### RECORDS SHOWN
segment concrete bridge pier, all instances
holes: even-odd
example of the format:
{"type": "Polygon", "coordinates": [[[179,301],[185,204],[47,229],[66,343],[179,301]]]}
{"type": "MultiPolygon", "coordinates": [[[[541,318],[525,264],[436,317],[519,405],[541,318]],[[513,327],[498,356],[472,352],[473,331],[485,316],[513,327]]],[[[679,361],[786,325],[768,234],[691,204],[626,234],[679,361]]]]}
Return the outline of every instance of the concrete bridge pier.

### WORK INSTRUCTIONS
Type the entries out again so that they match exactly.

### RESULT
segment concrete bridge pier, all instances
holes: even-odd
example of the format:
{"type": "Polygon", "coordinates": [[[179,301],[185,204],[47,229],[66,343],[179,301]]]}
{"type": "MultiPolygon", "coordinates": [[[[541,318],[525,264],[436,317],[519,405],[541,318]],[[513,327],[498,356],[472,352],[473,331],[485,316],[513,327]]],[[[679,361],[786,325],[768,234],[691,204],[626,234],[679,361]]]]}
Return the outline of every instance of the concrete bridge pier.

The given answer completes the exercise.